## [Description of the task]
Every record must be written out once more, with nothing added or omitted.

## [Input records]
■ ■ ■ ■ ■

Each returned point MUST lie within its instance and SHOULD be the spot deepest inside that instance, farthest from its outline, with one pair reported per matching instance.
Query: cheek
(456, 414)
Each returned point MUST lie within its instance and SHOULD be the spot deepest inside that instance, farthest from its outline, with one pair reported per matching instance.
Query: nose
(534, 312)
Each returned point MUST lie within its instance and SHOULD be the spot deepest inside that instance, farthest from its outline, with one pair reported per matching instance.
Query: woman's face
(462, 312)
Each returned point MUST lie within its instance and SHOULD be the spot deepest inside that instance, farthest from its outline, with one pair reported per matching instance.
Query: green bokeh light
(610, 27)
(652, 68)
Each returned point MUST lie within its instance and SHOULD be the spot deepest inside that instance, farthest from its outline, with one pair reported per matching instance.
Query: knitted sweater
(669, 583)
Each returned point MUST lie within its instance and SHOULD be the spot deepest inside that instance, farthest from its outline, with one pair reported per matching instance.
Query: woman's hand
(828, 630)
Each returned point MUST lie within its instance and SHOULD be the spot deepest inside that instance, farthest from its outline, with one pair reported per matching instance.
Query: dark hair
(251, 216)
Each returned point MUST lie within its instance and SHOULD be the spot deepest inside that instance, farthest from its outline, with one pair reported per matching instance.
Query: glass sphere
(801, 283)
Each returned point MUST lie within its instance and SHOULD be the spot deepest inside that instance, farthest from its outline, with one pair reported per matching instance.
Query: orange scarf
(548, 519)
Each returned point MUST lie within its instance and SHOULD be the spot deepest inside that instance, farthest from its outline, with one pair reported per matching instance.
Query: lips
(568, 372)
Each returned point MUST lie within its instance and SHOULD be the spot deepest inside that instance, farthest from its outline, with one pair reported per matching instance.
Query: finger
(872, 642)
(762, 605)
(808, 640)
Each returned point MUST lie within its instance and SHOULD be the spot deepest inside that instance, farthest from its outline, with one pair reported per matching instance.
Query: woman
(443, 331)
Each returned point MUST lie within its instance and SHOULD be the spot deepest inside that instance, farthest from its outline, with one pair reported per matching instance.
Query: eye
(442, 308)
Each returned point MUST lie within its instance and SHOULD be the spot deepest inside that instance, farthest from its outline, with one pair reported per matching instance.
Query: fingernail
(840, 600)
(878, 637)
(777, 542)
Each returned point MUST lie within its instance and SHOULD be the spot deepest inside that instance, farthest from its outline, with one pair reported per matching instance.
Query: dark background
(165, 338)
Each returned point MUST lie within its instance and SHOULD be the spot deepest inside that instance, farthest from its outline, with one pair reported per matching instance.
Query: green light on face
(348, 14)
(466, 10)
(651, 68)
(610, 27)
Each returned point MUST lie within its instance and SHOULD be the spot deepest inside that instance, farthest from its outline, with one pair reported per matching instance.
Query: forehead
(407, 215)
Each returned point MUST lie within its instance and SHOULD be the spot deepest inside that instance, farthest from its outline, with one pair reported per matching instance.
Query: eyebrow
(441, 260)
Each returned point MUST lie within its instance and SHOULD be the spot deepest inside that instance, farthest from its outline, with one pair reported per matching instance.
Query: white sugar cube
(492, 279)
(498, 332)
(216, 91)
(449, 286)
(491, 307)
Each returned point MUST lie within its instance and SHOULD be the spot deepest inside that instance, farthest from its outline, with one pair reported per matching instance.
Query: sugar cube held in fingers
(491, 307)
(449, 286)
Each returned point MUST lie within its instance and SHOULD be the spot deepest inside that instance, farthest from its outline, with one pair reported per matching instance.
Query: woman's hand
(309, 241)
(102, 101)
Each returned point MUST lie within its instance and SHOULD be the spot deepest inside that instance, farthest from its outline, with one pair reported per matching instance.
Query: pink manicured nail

■ ■ ■ ■ ■

## [Expected answer]
Each returned point MUST lie within its instance and SHOULD be the spot deepest inside that instance, farthest from its outline, with one pair reported per matching instance.
Query: cheek
(456, 414)
Each returned point MUST lie within its instance and SHOULD be the spot deepest inside that instance, farthest from its outline, with one pair reported per matching instance.
Query: nose
(534, 312)
Each returned point MUST lie within its instance and SHOULD be the spot deepest inside that instance, farthest from its outline, with one pair reported per matching instance.
Query: woman's face
(462, 312)
Each returned point MUST lie within its instance and SHOULD be the spot deepest inside that instance, farthest from its outline, with one pair reported per matching instance.
Query: green bokeh light
(610, 27)
(652, 68)
Each returned point MUST lie within its instance and SHOULD be the spot deepest inside that instance, farthest from its outline, with one pair reported per matching instance.
Query: knitted sweater
(669, 583)
Each returned point MUST lie within its instance and SHOULD be the spot deepest inside that instance, farthest from its outline, with one pair reported per matching instance.
Query: woman's hand
(828, 630)
Each returned point MUST lie within its instance and SHOULD be the spot deepest inside that instance, farthest from its outline, with one pair reported per matching instance.
Query: dark hair
(251, 216)
Each returned point MUST lie within its instance and SHOULD be the spot deepest inside that instance, farthest from its outline, with one pair reported per matching instance.
Query: glass sphere
(801, 283)
Each returned point MUST lie within its instance and SHOULD be the spot deepest inside that instance, farthest from its outline, with one pair reported per matching instance.
Query: orange scarf
(548, 519)
Each returned point MUST lie within its instance and SHOULD be the spot deepest inside that instance, farthest from its outline, with one pair reported per matching instance.
Query: lips
(568, 372)
Each returned point MUST lie within its instance and SHOULD be the spot deepest inside that instance, farthest from its outline, with one pair reported per matching instance.
Query: finger
(872, 642)
(762, 605)
(808, 640)
Each returned point MUST lie within its instance and SHOULD be the spot deepest inside that instance, farthest from its outline, with one pair reported per matching instance.
Query: woman
(443, 331)
Each returned point MUST lie within its instance and SHOULD be the spot deepest inside that instance, farthest from its outline, with one pair reported per matching instance.
Query: eye
(442, 308)
Each returned point MUST lie within its instance and SHOULD be the spot deepest inside that instance, farthest from its outline, with one pair reported per matching instance.
Query: fingernail
(840, 600)
(878, 637)
(777, 542)
Each returned point MUST lie within its instance and SHOULD be the spot deepest inside that instance, farthest from its outline, with one pair reported per matching instance.
Query: dark background
(165, 338)
Each returned point MUST lie within its instance and SHOULD be the spot deepest inside that instance, farthest from its outline, with one pair reported per matching instance.
Query: green light on face
(348, 14)
(466, 10)
(651, 68)
(610, 27)
Each returned point MUST lie within its instance and SHOULD be the spot deepest inside that instance, farthest from its outline, with one pair reported per matching instance.
Query: forehead
(407, 215)
Each returned point MUST lie within its instance and SHOULD be the spot deepest inside that instance, farthest from its outline, with one pair reported per matching instance.
Query: eyebrow
(441, 260)
Each returned point MUST lie within its instance and SHOULD be the spot deepest inside that instance, farthest from its outline, with one pair reported per matching instance.
Query: white sugar cube
(492, 279)
(498, 332)
(216, 91)
(449, 286)
(491, 307)
Each returned point MUST lie within its instance and SHOULD be the spot deepest inside that instance, farthest from its outline, with one pair reported per matching instance.
Query: sugar cube held in fingers
(491, 307)
(449, 286)
Each returned point MUST lie within its instance and SHOULD be the spot deepest inside that instance, farthest from its outline, with one pair reported per matching instance.
Query: woman's hand
(309, 241)
(102, 101)
Each returned point MUST lie within its instance and SHOULD be the spot deepest inside that instance, farthest from its outline, with one pair reported per matching instance.
Query: pink manicured nail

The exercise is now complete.